[EXERCISE MATERIAL]
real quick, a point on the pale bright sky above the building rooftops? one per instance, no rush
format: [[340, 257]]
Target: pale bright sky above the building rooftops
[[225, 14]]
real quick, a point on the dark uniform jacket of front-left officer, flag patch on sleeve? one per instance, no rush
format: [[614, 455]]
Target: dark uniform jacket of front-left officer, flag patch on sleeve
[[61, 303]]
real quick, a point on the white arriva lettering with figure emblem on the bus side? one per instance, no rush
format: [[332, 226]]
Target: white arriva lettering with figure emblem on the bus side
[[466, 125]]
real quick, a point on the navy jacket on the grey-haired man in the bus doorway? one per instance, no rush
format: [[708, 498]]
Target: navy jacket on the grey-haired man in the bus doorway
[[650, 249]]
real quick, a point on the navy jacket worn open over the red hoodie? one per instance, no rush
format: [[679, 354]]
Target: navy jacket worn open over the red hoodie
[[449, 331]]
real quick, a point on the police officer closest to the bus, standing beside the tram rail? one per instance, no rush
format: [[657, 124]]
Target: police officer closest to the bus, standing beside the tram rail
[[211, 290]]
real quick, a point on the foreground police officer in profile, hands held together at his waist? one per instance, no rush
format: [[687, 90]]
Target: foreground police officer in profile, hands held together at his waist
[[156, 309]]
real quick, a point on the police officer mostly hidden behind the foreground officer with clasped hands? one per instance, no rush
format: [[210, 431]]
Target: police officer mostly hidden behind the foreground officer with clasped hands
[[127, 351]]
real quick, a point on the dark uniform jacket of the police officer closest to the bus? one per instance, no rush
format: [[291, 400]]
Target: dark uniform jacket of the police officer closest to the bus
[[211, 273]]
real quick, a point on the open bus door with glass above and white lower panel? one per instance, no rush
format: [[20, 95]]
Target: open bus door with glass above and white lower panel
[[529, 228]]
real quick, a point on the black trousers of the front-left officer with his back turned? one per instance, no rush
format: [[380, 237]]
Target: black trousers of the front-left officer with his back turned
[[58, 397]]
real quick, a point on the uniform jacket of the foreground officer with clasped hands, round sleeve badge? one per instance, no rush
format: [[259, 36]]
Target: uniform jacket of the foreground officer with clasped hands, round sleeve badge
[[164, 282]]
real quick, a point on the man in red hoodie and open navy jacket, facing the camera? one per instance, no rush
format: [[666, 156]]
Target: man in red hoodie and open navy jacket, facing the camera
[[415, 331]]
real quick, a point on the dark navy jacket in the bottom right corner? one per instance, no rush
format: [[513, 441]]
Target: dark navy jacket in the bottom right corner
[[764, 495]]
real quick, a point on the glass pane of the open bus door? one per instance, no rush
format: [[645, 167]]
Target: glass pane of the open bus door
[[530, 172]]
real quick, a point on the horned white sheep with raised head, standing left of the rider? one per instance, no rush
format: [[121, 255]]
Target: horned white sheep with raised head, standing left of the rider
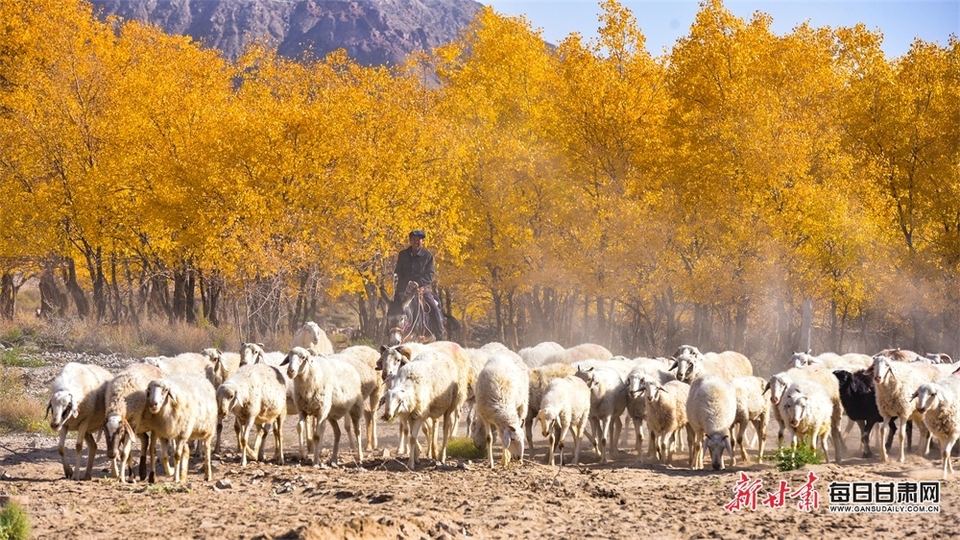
[[328, 390]]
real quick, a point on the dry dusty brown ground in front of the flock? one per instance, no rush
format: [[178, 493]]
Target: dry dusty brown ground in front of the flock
[[382, 499]]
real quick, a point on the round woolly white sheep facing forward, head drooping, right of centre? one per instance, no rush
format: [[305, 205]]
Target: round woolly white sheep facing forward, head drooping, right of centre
[[711, 411]]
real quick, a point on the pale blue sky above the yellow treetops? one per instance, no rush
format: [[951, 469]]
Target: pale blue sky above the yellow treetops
[[662, 22]]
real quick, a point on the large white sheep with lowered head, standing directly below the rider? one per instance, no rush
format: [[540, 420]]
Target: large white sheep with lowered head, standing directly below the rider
[[424, 389]]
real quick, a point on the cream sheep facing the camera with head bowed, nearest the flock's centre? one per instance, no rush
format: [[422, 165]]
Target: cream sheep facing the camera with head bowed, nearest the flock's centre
[[564, 407]]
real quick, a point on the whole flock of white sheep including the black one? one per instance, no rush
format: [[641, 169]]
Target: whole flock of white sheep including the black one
[[425, 388]]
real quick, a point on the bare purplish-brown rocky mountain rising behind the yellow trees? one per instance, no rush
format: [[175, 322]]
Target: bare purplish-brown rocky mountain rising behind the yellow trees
[[373, 32]]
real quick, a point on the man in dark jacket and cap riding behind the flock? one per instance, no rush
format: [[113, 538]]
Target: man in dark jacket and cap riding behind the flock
[[415, 268]]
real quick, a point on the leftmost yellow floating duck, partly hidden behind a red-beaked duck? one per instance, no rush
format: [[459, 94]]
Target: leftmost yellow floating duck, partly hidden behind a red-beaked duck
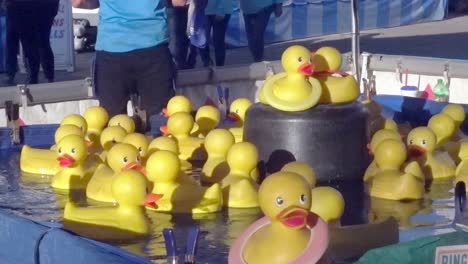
[[44, 161]]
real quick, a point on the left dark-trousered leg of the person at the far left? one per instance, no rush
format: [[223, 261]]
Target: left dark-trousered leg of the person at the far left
[[27, 31]]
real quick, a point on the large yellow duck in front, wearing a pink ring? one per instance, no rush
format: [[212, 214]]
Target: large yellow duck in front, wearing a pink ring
[[285, 200]]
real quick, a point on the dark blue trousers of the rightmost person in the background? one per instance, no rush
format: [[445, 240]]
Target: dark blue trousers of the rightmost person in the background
[[255, 27]]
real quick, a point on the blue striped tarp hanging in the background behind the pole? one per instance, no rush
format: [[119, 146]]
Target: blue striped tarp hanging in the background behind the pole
[[308, 18]]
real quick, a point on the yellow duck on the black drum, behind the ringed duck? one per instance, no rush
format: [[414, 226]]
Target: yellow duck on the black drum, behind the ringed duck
[[335, 90]]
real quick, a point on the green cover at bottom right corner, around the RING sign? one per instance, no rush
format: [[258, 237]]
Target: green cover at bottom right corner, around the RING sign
[[417, 251]]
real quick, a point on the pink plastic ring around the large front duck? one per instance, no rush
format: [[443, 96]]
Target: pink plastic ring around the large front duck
[[317, 246]]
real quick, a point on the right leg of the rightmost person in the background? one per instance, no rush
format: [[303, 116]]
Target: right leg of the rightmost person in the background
[[259, 27]]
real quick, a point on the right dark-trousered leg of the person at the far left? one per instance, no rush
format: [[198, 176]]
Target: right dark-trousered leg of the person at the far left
[[47, 12]]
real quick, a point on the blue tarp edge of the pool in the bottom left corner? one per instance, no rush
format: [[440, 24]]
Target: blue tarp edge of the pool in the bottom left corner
[[27, 242]]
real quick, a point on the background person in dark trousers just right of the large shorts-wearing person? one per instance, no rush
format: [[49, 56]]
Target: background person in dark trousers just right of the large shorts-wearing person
[[217, 14]]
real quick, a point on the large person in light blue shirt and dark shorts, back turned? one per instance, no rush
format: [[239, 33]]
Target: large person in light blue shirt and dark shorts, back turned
[[132, 55]]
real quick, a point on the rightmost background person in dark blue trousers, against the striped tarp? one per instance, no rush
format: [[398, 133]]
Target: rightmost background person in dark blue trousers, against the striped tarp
[[256, 16]]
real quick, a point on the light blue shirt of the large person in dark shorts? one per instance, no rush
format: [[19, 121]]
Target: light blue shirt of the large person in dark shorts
[[126, 25]]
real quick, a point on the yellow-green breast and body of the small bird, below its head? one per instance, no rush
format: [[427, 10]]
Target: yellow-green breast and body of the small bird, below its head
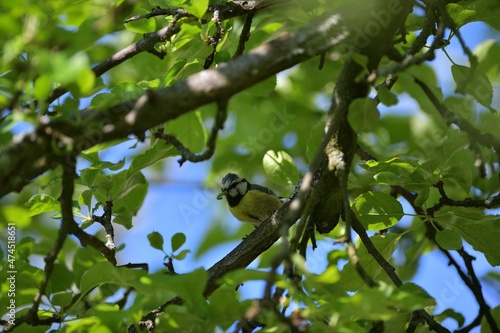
[[255, 207]]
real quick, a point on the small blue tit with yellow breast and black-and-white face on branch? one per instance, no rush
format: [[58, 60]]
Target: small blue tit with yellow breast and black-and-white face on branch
[[249, 203]]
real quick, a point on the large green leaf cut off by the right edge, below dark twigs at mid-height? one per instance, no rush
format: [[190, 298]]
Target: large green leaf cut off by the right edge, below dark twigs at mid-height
[[479, 230]]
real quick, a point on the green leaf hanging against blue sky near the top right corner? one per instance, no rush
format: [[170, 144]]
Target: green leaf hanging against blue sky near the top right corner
[[478, 86]]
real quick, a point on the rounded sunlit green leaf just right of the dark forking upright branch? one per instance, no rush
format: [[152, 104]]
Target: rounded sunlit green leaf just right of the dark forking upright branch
[[377, 210]]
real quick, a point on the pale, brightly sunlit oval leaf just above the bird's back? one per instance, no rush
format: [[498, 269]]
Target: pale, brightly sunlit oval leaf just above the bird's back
[[280, 168]]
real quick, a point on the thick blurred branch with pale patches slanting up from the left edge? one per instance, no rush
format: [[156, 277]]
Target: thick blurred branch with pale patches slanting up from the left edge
[[32, 154]]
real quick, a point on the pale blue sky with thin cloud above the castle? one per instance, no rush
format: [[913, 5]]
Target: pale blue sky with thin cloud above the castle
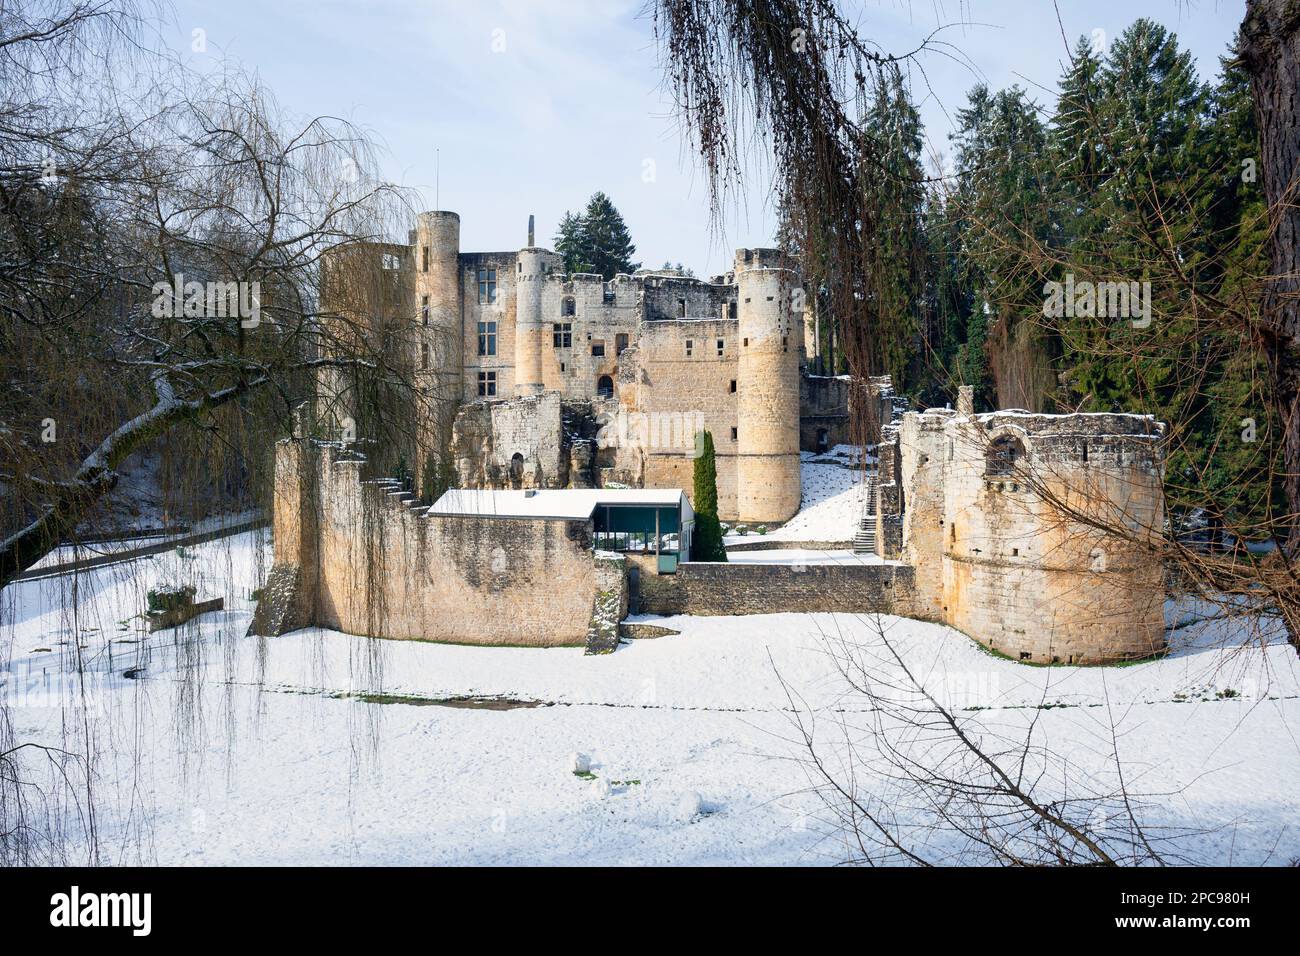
[[571, 101]]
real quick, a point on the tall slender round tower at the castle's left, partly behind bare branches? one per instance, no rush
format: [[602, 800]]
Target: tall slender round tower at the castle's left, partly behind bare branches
[[441, 334]]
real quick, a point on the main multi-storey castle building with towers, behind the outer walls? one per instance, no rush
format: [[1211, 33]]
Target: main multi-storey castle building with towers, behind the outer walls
[[539, 379]]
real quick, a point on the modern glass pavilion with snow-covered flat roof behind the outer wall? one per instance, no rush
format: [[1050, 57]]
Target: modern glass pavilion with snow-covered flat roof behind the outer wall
[[643, 521]]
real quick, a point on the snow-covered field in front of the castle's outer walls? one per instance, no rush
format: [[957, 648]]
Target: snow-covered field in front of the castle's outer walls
[[324, 749]]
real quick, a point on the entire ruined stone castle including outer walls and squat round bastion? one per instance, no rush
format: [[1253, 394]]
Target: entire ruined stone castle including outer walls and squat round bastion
[[569, 409]]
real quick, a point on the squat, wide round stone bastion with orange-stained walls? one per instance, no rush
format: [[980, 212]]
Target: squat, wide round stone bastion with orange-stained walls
[[1035, 534]]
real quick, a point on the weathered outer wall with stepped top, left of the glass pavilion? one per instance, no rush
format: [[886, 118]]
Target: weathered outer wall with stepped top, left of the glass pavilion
[[367, 564]]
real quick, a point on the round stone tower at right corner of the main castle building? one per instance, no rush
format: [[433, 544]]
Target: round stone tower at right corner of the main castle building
[[768, 390]]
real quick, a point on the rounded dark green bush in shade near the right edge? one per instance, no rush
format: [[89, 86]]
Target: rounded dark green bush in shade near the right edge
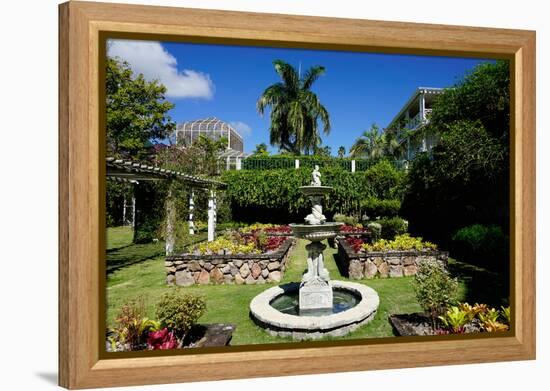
[[484, 245]]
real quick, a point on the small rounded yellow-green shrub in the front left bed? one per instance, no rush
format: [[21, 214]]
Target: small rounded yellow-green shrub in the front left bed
[[179, 311]]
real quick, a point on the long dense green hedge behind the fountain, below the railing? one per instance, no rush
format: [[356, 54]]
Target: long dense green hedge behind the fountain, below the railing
[[274, 195]]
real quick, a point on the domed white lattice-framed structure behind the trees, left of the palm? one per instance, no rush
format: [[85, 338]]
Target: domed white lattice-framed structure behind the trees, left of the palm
[[213, 128]]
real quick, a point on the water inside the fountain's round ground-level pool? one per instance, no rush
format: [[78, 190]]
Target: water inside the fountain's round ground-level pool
[[342, 300]]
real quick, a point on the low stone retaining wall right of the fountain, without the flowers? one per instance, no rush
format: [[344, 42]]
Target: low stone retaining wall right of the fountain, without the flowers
[[384, 264]]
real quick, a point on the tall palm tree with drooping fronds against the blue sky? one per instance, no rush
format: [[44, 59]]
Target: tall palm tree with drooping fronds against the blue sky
[[295, 109]]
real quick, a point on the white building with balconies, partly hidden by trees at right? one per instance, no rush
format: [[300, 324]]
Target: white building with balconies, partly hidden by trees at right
[[415, 113]]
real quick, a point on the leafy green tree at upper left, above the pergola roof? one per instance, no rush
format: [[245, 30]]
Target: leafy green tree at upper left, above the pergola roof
[[137, 111]]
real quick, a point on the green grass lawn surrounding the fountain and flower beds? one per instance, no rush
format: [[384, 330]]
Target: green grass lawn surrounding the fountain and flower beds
[[229, 303]]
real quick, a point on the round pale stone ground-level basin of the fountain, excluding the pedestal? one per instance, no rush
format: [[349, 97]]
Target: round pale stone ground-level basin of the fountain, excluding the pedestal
[[354, 305]]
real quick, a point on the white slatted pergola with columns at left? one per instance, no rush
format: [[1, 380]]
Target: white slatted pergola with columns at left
[[133, 172]]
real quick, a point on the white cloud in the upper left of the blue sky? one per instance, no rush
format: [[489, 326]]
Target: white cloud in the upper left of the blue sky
[[154, 61]]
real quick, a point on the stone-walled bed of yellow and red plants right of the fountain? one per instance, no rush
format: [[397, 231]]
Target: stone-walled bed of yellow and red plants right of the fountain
[[361, 261]]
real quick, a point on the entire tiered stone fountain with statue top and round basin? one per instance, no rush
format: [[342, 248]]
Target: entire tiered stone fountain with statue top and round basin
[[317, 306]]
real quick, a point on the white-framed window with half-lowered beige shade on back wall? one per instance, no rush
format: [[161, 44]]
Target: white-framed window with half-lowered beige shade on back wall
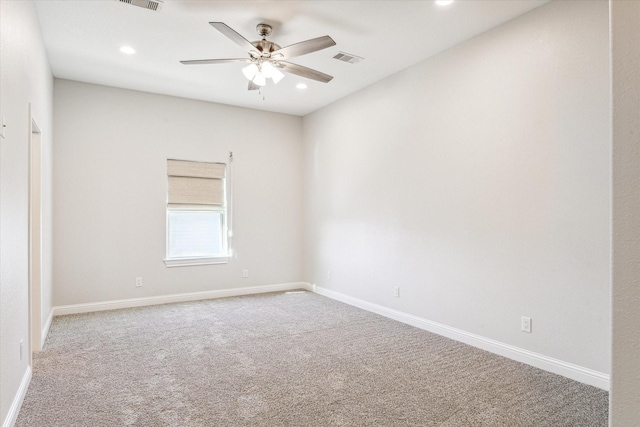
[[197, 213]]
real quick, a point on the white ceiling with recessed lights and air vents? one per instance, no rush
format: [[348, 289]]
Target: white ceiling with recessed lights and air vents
[[83, 38]]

[WHAT IS NEEDED]
Look through the material above. Transcribe exactly the lines between the ones with "Target: tall palm" and "real quick, a point on the white ceiling", inclusive, and keep pictures out.

[OUTPUT]
Target: tall palm tree with drooping fronds against the blue sky
[[295, 109]]
real quick, a point on the white building with balconies, partly hidden by trees at right? one per instance, no rush
format: [[300, 324]]
Target: white building with balconies, partly hidden by trees at right
[[415, 113]]
real quick, a point on the leafy green tree at upper left, above the pergola roof? one per instance, no rush
format: [[245, 30]]
Target: leafy green tree at upper left, above the pergola roof
[[137, 111]]
real quick, a point on the green grass lawn surrounding the fountain and flower beds? one per instance, no rush
format: [[384, 330]]
Target: green grass lawn surrounding the fountain and flower beds
[[229, 303]]
real quick, a point on the round pale stone ground-level basin of the fountain, excluding the pedestal? one per instance, no rush
format: [[349, 97]]
Target: round pale stone ground-level basin of the fountain, excluding the pedestal
[[354, 305]]
real quick, a point on the white slatted pergola with columns at left? one per instance, no rush
format: [[1, 380]]
Target: white slatted pergola with columns at left
[[133, 172]]
real quick, a point on the white cloud in the upper left of the blue sky? one per instance, no rush
format: [[489, 326]]
Target: white cloud in the upper left of the blue sky
[[154, 61]]
real quick, a point on the stone-walled bed of yellow and red plants right of the fountain? one per instance, no rush
format: [[397, 231]]
Target: stone-walled bed of yellow and red plants right of the fountain
[[361, 261]]
real quick, a point on the entire tiered stone fountain with statue top and round basin? one per instance, no rush
format: [[342, 248]]
Target: entire tiered stone fountain with statue top and round basin
[[317, 306]]
real quick, a point on the white-framed window with half-lowered beige shade on back wall? one per instance, no rush
format: [[161, 44]]
Target: white-framed window with half-lowered beige shade on back wall
[[197, 213]]
real quick, a point on the white ceiling with recessed lights and air vents? one per instance, no rush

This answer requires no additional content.